Copy the items below, starting at the line that contains "Flashcard Front: Where exactly is the potted" and ending at the line that contains "278;0;376;387", and add 148 to every box coordinate in the answers. Keep all other lines the same.

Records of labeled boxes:

──────────

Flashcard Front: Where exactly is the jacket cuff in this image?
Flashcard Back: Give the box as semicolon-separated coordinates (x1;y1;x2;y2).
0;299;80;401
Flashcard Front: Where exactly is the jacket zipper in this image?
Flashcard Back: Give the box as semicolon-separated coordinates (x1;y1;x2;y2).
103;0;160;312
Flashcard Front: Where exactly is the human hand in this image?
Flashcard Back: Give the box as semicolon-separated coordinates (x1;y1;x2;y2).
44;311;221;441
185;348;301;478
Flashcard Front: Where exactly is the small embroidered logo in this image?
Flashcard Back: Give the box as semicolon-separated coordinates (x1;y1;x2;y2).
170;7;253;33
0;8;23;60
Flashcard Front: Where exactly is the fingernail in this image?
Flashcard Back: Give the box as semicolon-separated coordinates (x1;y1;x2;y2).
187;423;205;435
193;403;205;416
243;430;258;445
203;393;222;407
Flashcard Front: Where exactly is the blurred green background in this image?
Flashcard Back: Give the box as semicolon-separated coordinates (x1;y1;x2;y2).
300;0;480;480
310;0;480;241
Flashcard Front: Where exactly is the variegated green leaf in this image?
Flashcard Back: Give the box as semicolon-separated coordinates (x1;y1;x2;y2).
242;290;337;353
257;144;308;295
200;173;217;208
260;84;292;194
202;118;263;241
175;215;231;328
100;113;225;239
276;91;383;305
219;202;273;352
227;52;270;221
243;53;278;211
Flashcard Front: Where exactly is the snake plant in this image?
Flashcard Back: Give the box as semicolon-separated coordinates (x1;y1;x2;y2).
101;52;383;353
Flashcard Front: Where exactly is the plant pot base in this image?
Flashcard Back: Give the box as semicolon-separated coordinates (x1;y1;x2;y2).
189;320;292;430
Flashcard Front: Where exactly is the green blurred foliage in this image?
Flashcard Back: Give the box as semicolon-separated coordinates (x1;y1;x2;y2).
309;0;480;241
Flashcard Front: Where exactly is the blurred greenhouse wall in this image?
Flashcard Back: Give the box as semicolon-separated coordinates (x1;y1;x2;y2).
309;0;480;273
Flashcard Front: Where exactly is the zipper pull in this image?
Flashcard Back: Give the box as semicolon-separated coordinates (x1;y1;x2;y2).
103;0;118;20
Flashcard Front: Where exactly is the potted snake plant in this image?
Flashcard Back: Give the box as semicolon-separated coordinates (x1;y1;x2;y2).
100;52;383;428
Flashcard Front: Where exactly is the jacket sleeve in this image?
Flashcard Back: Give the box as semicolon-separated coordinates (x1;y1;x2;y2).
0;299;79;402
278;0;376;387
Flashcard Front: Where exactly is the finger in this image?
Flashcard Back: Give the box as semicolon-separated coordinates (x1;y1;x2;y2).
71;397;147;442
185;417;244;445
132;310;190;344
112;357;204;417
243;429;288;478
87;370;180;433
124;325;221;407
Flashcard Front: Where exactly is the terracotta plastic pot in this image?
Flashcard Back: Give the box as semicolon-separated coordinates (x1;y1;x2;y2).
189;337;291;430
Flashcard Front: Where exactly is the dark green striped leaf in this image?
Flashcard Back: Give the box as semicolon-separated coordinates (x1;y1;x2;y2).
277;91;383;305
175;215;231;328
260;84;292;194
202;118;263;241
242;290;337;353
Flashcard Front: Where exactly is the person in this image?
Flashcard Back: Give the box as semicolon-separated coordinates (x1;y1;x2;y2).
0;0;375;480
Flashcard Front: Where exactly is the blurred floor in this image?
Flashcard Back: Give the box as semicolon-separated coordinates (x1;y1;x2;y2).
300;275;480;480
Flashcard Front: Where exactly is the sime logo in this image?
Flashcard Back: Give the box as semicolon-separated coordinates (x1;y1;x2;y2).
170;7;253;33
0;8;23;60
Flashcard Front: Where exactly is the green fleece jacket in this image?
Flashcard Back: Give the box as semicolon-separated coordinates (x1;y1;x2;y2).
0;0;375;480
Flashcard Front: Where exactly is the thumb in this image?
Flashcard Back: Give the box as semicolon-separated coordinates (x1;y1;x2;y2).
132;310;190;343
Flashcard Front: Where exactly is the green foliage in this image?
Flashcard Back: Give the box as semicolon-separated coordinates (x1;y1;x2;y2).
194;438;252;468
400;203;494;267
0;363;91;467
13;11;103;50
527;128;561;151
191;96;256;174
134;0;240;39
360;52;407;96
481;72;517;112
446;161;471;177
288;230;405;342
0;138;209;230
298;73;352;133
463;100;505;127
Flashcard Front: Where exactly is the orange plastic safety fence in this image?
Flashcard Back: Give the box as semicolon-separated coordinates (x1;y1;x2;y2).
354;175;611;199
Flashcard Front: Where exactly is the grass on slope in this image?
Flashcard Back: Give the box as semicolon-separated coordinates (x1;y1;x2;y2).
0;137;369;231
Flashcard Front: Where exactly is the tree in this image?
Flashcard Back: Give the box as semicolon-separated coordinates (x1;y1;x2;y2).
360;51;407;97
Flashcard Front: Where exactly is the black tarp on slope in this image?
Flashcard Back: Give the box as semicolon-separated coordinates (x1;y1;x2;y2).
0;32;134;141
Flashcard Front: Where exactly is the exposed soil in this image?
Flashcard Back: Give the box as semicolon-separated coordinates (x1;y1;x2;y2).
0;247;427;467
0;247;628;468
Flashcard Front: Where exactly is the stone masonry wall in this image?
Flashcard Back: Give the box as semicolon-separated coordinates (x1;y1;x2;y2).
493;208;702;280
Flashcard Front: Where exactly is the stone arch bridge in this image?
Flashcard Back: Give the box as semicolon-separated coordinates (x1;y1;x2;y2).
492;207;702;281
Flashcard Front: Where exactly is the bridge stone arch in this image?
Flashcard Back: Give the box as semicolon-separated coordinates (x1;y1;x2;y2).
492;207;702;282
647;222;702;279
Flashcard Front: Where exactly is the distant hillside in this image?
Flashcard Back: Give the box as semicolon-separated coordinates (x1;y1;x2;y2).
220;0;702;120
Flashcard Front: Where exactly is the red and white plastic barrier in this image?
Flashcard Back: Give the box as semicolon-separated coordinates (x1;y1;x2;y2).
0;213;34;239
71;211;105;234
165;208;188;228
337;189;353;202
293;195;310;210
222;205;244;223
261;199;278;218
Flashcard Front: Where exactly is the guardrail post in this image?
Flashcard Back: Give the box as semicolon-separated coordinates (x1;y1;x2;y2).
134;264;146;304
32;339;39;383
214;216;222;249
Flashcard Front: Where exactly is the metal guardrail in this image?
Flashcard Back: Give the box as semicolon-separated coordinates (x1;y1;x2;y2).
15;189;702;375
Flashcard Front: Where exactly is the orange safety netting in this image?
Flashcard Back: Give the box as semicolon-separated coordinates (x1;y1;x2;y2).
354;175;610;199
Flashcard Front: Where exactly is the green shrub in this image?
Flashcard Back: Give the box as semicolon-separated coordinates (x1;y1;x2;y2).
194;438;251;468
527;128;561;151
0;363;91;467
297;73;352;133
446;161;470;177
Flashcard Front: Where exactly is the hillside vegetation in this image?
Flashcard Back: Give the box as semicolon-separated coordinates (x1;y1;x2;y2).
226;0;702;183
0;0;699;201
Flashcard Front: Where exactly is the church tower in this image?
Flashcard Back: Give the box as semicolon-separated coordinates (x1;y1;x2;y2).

──────────

THE REPLY
Flashcard Front: Where exactly is the potted snake plant in this image?
Flashcard Back: Give the box as semicolon-separated coordinates (x1;y1;x2;y2).
248;200;531;576
Flashcard Front: Where exactly is the jacket sleeve in this image?
Flashcard Back: Give the box as semicolon-separated coordinates (x1;y1;x2;y2).
148;447;227;550
426;148;524;535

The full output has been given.